= Input rows =

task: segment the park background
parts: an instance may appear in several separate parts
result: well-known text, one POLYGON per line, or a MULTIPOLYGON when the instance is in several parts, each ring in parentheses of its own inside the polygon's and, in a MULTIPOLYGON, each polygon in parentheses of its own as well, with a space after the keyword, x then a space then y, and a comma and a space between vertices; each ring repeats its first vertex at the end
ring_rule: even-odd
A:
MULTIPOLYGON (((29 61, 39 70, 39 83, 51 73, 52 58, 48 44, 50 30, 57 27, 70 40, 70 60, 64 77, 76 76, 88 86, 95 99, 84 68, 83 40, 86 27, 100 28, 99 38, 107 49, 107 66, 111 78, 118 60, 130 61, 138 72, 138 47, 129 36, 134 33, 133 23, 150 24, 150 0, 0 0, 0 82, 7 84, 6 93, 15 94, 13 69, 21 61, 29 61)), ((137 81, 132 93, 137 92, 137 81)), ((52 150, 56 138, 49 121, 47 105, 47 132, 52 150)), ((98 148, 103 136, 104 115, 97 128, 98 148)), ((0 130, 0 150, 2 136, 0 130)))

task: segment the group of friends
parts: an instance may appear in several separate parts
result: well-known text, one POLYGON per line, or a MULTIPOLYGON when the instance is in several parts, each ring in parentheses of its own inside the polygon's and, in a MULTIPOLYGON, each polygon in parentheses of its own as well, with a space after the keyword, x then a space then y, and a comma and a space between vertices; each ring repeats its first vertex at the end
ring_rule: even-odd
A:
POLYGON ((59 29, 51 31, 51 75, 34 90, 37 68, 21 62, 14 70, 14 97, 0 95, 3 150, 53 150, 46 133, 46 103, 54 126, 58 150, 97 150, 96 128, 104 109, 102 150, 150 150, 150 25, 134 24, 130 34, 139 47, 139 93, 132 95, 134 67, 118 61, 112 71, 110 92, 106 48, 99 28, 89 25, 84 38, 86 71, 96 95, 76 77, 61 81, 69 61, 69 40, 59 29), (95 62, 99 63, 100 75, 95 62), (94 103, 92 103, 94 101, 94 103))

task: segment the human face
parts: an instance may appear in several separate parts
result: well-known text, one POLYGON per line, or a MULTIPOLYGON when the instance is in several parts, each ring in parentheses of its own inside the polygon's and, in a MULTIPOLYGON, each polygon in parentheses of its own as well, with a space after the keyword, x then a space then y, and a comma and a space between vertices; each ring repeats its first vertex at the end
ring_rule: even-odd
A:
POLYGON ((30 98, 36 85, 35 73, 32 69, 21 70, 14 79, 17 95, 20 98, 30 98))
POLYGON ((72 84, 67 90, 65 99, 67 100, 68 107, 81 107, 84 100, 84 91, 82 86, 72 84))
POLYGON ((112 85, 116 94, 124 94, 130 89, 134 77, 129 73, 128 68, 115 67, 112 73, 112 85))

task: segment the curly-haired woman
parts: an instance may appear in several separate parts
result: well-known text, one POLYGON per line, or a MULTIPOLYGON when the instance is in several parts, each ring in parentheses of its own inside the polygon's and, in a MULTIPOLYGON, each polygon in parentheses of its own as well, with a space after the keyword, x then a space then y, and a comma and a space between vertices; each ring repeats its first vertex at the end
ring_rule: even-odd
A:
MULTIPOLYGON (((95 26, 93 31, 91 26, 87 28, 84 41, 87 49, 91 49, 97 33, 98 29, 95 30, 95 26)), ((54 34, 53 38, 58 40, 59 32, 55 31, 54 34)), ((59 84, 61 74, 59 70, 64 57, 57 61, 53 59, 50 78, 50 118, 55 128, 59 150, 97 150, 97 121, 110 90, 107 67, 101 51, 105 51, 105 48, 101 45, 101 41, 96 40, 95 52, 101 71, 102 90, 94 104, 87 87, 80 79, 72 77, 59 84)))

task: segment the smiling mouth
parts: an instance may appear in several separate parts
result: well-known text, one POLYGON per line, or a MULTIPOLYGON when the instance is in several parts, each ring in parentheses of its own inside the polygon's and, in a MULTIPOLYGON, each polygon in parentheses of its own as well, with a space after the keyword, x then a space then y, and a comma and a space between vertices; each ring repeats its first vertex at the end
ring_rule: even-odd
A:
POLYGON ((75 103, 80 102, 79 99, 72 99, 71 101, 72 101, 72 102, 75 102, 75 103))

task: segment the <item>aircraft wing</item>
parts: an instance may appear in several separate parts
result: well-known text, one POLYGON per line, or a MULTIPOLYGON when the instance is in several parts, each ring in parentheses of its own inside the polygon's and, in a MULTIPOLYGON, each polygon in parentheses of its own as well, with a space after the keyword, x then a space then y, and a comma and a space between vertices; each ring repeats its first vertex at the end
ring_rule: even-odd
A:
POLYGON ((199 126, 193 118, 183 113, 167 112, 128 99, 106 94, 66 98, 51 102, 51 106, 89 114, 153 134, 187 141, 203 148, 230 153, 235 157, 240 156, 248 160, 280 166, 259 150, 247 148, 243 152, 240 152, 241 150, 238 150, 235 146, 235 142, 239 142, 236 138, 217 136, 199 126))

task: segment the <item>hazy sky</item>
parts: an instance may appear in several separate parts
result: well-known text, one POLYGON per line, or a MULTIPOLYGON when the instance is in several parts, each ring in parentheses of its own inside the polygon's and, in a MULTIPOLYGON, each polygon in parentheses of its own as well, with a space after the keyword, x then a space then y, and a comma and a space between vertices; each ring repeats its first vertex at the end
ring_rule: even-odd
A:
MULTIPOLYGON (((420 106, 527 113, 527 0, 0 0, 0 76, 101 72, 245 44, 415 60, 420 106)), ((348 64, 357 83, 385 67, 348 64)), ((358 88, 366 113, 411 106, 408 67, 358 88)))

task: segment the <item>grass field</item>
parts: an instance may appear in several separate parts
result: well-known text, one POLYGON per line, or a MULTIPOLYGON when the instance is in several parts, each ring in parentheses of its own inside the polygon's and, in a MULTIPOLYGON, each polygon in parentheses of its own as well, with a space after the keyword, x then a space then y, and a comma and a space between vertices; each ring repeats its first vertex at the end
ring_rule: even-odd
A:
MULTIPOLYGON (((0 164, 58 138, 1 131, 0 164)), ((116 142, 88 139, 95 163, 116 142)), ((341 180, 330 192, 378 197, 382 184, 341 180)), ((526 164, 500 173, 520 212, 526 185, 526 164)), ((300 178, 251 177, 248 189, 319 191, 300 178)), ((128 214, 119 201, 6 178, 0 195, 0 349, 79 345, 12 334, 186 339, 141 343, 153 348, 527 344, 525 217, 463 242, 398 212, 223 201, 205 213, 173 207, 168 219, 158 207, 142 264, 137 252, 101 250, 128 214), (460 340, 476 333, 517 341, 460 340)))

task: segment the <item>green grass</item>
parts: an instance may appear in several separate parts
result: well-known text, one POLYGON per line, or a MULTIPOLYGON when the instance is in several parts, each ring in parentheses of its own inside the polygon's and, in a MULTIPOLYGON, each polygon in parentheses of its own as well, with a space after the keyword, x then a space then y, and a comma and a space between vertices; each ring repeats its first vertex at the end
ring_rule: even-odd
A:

= Exercise directions =
Rewrite all the lines of the records above as a numbered list, dropping the blank lines.

= Expected answer =
1. task: segment the park background
2. parts: an instance may appear in several separate parts
3. result: well-known text, one POLYGON per line, or a MULTIPOLYGON when the instance is in several parts, each ring in parentheses of its own inside the polygon's and, in a MULTIPOLYGON, each polygon in parentheses of its own as well, with a space after the keyword, x then a space then y, and a comma and a space between vertices; each ring repeats its first vertex at the end
4. ring_rule: even-odd
5. A:
6. MULTIPOLYGON (((29 61, 39 70, 39 83, 51 73, 52 58, 48 44, 50 30, 57 27, 70 40, 70 60, 64 77, 76 76, 88 86, 95 99, 84 68, 83 40, 86 27, 100 28, 99 38, 107 49, 107 66, 111 78, 118 60, 130 61, 138 72, 138 47, 129 36, 134 33, 133 23, 150 24, 150 0, 0 0, 0 82, 7 84, 6 93, 15 94, 13 69, 21 61, 29 61)), ((137 81, 132 93, 137 92, 137 81)), ((52 150, 56 138, 49 121, 47 105, 47 132, 52 150)), ((98 148, 103 136, 104 115, 97 128, 98 148)), ((0 130, 0 150, 2 136, 0 130)))
7. task: segment the group of friends
8. parts: an instance may appear in several separate parts
9. result: well-known text, one POLYGON per line, or a MULTIPOLYGON when the instance is in several parts, each ring in parentheses of its own inside the polygon's and, in a MULTIPOLYGON, each polygon in parentheses of its own as well, with a space after the keyword, x then a space then y, and a comma and a space between vertices; each ring repeats its first vertex at the end
10. ring_rule: even-odd
11. A:
12. POLYGON ((59 29, 51 31, 51 75, 34 90, 37 68, 21 62, 14 70, 14 97, 0 95, 3 150, 53 150, 46 133, 46 103, 54 126, 58 150, 97 150, 96 128, 104 109, 102 150, 150 150, 150 25, 134 24, 130 34, 139 47, 139 93, 132 95, 134 67, 118 61, 112 71, 110 92, 106 48, 99 28, 89 25, 84 38, 86 71, 96 95, 76 77, 61 81, 69 61, 69 40, 59 29), (95 62, 99 63, 100 75, 95 62), (94 103, 92 103, 94 101, 94 103))
13. task: segment the human face
14. parts: an instance may appear in several separate parts
15. result: well-known text, one POLYGON per line, or a MULTIPOLYGON when the instance is in several parts, each ring in parentheses of its own inside the polygon's and, in a MULTIPOLYGON, each polygon in parentheses of its own as well, with a space after the keyword, x then a space then y, and a comma and a space between vertices; each ring repeats its first vertex at the end
16. ring_rule: even-odd
17. A:
18. POLYGON ((30 98, 36 85, 35 73, 32 69, 21 70, 14 79, 17 95, 20 98, 30 98))
19. POLYGON ((72 84, 67 90, 65 99, 67 100, 68 107, 81 107, 84 100, 84 91, 82 86, 72 84))
20. POLYGON ((112 85, 116 94, 124 94, 130 89, 134 77, 129 73, 128 68, 115 67, 112 73, 112 85))
21. task: segment the curly-haired woman
22. parts: an instance may appear in several separate parts
23. result: well-known text, one POLYGON per line, or a MULTIPOLYGON when the instance is in several parts, each ring in parentheses of its own inside the polygon's and, in a MULTIPOLYGON, each polygon in parentheses of its own as well, with a space after the keyword, x then a space then y, and a comma and a space between vertices; each ring repeats its first vertex at the end
24. ring_rule: even-odd
25. A:
26. MULTIPOLYGON (((95 26, 93 31, 91 26, 87 28, 84 41, 87 49, 91 49, 97 33, 98 29, 95 30, 95 26)), ((54 34, 53 38, 58 40, 59 32, 55 31, 54 34)), ((59 84, 61 74, 59 70, 64 57, 57 61, 53 59, 50 78, 50 118, 55 128, 59 150, 97 150, 97 121, 110 90, 107 67, 101 51, 105 51, 105 48, 101 45, 101 41, 96 40, 95 52, 101 71, 102 90, 94 104, 87 87, 80 79, 72 77, 59 84)))
27. task: segment the smiling mouth
28. parts: an instance may appear in several separate parts
29. result: well-known text, one POLYGON per line, or a MULTIPOLYGON when the instance is in several parts, each ring in parentheses of its own inside the polygon's and, in a MULTIPOLYGON, each polygon in parentheses of its own as well, with a space after the keyword, x then a space then y, and a comma and a space between vertices; each ring repeats its first vertex at the end
30. ring_rule: even-odd
31. A:
32. POLYGON ((75 103, 80 102, 79 99, 72 99, 71 101, 72 101, 72 102, 75 102, 75 103))
33. task: segment the <item>aircraft wing</item>
34. parts: an instance may appear in several separate parts
35. result: well-known text, one POLYGON per line, or a MULTIPOLYGON when the instance is in several parts, each ring in parentheses of its own inside the polygon's and, in a MULTIPOLYGON, each polygon in parentheses of its own as well, with a space after the keyword, x then a space then y, and a comma and a space between vertices; each ring repeats its first vertex at the end
36. ring_rule: even-odd
37. A:
38. POLYGON ((199 126, 193 118, 183 113, 167 112, 128 99, 106 94, 66 98, 51 102, 51 106, 89 114, 153 134, 187 141, 203 148, 230 153, 235 157, 240 156, 248 160, 280 166, 259 150, 247 148, 243 152, 240 152, 241 150, 238 150, 235 146, 235 142, 239 142, 236 138, 217 136, 199 126))
39. task: segment the <item>hazy sky</item>
40. parts: an instance may appear in several separate parts
41. result: well-known text, one POLYGON per line, or a MULTIPOLYGON when the instance is in several parts, each ring in parentheses of its own inside the polygon's and, in a MULTIPOLYGON, each polygon in parentheses of its own as well, with a space after the keyword, x then a space then y, and a comma and a space between vertices; each ring repeats its first vertex at the end
42. ring_rule: even-odd
43. A:
44. MULTIPOLYGON (((420 106, 527 113, 527 0, 0 0, 0 76, 101 72, 245 44, 415 60, 420 106)), ((348 64, 357 83, 385 67, 348 64)), ((358 88, 366 113, 411 106, 408 67, 358 88)))
45. task: segment the <item>grass field</item>
46. parts: an instance may appear in several separate parts
47. result: well-known text, one POLYGON per line, or a MULTIPOLYGON when the instance is in several parts, each ring in parentheses of its own inside the polygon's and, in a MULTIPOLYGON, each polygon in parentheses of its own as well, with a space after the keyword, x then a space then y, and a comma and a space between vertices; each ring repeats its first vertex at the end
48. ring_rule: even-odd
49. A:
50. MULTIPOLYGON (((0 164, 58 138, 1 131, 0 164)), ((116 142, 88 139, 95 163, 116 142)), ((341 180, 330 192, 378 197, 382 184, 341 180)), ((526 164, 500 173, 520 212, 526 185, 526 164)), ((300 178, 251 177, 248 189, 319 191, 300 178)), ((128 214, 119 201, 6 178, 0 195, 0 349, 79 345, 12 334, 186 339, 141 343, 153 348, 527 344, 525 217, 463 242, 398 212, 223 201, 205 213, 173 207, 168 219, 158 207, 142 264, 137 252, 101 250, 128 214), (460 340, 476 333, 517 341, 460 340)))
51. task: segment the <item>green grass</item>
52. parts: an instance may appear in several separate parts
53. result: well-known text, one POLYGON per line, or a MULTIPOLYGON when the instance is in several parts, each ring in parentheses of its own inside the polygon's and, in a MULTIPOLYGON, each polygon in parentheses of its own as well, with a space after the keyword, x then a space then y, and a comma and a space between vertices; each ring repeats its first vertex at the end
54. ring_rule: even-odd
55. A:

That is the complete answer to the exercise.